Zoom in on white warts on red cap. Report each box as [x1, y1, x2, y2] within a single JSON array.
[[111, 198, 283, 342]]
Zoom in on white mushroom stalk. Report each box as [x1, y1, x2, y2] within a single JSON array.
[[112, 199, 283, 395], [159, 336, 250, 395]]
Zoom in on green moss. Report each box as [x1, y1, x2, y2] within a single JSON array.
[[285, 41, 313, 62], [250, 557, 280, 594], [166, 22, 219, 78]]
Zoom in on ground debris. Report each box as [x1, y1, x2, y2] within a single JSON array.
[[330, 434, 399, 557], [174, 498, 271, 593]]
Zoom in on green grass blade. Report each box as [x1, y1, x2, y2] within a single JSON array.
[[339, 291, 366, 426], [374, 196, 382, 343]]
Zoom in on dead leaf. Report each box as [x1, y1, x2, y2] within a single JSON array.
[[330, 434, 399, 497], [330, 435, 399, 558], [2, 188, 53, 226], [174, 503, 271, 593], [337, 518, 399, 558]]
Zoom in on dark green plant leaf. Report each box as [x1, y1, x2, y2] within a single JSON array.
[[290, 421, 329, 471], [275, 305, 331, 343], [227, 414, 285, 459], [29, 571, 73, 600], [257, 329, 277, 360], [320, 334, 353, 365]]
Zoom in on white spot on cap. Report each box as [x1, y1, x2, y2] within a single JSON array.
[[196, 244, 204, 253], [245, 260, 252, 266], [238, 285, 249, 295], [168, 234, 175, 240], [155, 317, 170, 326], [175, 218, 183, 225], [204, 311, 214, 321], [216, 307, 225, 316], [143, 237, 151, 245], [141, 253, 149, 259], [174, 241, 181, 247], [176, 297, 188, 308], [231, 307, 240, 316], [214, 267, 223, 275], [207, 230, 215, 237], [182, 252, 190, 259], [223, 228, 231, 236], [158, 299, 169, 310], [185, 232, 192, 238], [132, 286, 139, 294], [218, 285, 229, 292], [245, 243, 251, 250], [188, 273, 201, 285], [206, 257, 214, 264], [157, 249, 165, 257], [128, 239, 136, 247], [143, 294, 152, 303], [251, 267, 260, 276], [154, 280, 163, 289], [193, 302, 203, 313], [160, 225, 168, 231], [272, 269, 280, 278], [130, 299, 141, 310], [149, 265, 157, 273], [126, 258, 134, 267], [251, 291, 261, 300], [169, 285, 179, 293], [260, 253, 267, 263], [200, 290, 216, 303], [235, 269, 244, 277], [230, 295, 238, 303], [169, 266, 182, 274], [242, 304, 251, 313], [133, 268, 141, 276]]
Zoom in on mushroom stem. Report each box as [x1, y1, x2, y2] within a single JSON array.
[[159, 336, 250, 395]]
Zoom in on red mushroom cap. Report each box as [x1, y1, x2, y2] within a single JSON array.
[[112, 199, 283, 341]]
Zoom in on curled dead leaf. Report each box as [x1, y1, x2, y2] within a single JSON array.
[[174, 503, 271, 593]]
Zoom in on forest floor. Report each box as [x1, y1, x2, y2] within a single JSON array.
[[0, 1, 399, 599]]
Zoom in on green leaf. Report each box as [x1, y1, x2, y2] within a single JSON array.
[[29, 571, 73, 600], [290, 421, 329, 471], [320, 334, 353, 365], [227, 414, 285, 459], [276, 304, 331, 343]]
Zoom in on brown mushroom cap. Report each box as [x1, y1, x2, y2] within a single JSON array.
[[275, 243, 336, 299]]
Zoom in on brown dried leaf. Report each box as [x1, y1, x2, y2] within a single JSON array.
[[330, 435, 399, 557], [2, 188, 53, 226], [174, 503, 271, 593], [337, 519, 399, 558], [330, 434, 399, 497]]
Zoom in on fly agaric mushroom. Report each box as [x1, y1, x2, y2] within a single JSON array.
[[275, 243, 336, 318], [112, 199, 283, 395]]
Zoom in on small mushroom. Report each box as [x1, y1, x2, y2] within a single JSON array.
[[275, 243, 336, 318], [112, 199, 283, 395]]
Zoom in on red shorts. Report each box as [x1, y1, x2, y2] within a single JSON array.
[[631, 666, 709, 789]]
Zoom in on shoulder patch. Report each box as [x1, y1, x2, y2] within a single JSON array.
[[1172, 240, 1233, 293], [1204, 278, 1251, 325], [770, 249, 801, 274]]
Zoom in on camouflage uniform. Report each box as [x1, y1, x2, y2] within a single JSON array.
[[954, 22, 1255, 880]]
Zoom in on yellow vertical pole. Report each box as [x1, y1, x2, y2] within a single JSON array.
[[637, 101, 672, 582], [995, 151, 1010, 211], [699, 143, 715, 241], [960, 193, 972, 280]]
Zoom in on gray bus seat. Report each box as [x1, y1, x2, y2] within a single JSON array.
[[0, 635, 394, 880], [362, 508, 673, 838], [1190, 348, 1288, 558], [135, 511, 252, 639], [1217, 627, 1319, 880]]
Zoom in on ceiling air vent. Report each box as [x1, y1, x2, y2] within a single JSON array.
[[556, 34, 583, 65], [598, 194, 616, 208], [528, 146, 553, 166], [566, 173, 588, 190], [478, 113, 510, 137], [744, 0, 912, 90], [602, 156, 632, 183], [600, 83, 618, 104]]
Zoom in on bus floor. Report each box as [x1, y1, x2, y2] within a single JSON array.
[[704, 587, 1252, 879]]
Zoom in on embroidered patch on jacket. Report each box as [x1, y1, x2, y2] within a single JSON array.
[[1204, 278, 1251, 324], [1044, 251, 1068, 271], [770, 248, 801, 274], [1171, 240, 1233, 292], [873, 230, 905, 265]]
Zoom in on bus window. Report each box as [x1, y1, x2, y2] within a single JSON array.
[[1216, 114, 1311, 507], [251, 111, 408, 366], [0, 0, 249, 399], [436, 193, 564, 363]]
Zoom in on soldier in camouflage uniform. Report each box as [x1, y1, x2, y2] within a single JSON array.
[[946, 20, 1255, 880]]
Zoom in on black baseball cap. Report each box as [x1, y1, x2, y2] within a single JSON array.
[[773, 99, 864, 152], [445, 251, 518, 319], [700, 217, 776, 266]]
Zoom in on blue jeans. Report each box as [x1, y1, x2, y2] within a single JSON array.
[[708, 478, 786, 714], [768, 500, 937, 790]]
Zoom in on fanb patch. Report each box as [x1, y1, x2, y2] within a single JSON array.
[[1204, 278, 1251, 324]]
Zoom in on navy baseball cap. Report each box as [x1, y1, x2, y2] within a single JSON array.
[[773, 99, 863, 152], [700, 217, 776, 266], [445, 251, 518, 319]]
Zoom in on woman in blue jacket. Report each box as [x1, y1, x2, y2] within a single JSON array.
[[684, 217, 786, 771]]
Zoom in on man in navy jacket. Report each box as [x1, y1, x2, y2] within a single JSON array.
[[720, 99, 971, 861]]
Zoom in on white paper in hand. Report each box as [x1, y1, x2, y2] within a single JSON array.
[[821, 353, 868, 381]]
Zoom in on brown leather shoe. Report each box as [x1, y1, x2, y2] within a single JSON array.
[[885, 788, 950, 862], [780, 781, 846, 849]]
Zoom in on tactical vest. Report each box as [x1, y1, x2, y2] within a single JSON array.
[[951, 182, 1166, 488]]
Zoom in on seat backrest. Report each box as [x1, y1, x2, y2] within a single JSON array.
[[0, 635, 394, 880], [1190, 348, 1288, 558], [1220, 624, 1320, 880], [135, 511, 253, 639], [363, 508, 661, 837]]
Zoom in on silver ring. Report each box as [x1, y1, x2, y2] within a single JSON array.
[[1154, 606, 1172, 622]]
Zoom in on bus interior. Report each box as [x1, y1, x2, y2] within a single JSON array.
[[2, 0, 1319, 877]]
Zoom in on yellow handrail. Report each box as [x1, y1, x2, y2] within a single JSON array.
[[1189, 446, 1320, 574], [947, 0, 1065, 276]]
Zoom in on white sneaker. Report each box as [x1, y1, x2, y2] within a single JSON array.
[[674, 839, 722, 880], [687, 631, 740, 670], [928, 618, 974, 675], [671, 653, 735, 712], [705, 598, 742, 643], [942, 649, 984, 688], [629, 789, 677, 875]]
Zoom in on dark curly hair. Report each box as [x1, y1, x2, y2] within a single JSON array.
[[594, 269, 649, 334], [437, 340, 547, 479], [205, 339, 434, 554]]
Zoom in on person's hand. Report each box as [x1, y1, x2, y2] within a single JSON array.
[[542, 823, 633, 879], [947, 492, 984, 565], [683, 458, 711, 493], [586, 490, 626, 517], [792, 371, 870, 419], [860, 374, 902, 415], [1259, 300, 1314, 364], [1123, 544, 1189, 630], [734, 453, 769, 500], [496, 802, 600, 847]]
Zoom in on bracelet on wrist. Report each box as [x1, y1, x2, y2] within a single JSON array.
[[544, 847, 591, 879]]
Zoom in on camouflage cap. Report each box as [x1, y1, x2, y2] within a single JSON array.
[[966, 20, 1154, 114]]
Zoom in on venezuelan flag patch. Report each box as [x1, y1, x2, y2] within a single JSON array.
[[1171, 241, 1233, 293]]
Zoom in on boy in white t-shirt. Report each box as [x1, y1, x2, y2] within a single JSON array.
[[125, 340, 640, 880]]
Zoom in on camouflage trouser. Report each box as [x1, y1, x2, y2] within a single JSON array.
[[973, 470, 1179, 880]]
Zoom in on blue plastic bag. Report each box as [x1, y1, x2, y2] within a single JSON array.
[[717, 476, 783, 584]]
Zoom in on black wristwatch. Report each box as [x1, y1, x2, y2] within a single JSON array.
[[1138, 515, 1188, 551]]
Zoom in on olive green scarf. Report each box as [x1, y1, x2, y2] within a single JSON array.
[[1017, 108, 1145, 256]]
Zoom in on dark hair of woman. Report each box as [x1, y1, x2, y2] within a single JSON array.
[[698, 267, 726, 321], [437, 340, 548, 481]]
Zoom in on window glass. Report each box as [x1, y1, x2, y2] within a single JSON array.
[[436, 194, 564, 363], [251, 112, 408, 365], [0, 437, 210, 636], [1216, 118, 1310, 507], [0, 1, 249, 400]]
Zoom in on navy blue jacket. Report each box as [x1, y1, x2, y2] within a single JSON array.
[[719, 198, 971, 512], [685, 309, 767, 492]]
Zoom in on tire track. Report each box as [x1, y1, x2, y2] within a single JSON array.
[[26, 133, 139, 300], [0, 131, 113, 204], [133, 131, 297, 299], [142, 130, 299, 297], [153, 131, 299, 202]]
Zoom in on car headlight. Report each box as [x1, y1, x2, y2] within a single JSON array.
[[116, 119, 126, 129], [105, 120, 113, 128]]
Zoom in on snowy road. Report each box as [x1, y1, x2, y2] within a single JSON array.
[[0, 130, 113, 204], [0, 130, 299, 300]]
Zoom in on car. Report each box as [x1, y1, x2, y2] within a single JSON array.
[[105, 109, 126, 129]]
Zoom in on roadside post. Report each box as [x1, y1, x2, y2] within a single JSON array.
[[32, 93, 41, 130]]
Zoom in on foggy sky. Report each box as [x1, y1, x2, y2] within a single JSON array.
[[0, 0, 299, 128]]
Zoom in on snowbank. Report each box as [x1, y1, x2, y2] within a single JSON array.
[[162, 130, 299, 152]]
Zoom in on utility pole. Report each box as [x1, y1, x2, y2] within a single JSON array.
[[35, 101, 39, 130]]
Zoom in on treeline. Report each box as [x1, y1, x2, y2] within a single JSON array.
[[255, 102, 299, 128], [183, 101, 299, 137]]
────────────────
What you need to do: The "Zoom in on blue plastic" line through the last line above: set these down exactly and add nothing else.

Problem solution:
Zoom in on blue plastic bag. Report each box as [x1, y1, x2, y2] within a single JSON array.
[[717, 476, 783, 584]]
Zoom in on black wristwatch. Report each box as [x1, y1, x2, y2] within a single JSON array.
[[1138, 515, 1188, 551]]
Zoom in on olive green scarf. Report each box as [x1, y1, x2, y2] within a single JSON array.
[[1017, 108, 1145, 256]]
Zoom in on dark hair of woman. Report each box as [x1, y1, x2, y2] within a single JSON array.
[[698, 267, 726, 321], [437, 340, 548, 481]]
Zoom in on window glass. Report each box as [x1, y1, x2, y2] within a single JSON array.
[[436, 194, 564, 363], [251, 112, 408, 365], [0, 437, 210, 636], [1216, 118, 1310, 507], [0, 1, 249, 400]]
Zoom in on navy blue jacket. Report each box as [x1, y1, x2, y2] within a single JSON array.
[[719, 198, 971, 512], [685, 309, 767, 492]]
Zoom in on tire track. Report each box as [x1, y1, x2, y2] within a single JSON array.
[[26, 133, 139, 300], [0, 131, 113, 204], [133, 131, 297, 299], [142, 130, 299, 297], [153, 131, 299, 202]]
Zoom in on car headlight. Report each box as [x1, y1, x2, y2] within a single JSON array.
[[116, 119, 126, 129], [105, 120, 113, 128]]
Zoom in on snowy road. Report each box as [x1, y1, x2, y2] within a single JSON array.
[[0, 130, 113, 204], [0, 130, 299, 300]]
Zoom in on car. Report each box as [x1, y1, x2, y2] within a single JSON array.
[[105, 109, 126, 129]]
Zoom in on roadside post. Report each box as [x1, y1, x2, y2] within a single JSON array.
[[32, 93, 41, 130]]
Zoom in on foggy sky. Report each box as [x1, y1, x2, y2] within a single JSON array.
[[0, 0, 299, 128]]
Zoom in on snowbank. Report each box as [x1, y1, x2, y2] within a single JSON array.
[[162, 130, 299, 152]]
Zoom in on utility pole. Report each box as [x1, y1, x2, y2] within a single JSON array.
[[35, 101, 39, 130]]
Zoom in on treeline. Report each box as [x1, y1, x2, y2] within a single JSON array.
[[255, 102, 299, 128], [183, 101, 299, 137]]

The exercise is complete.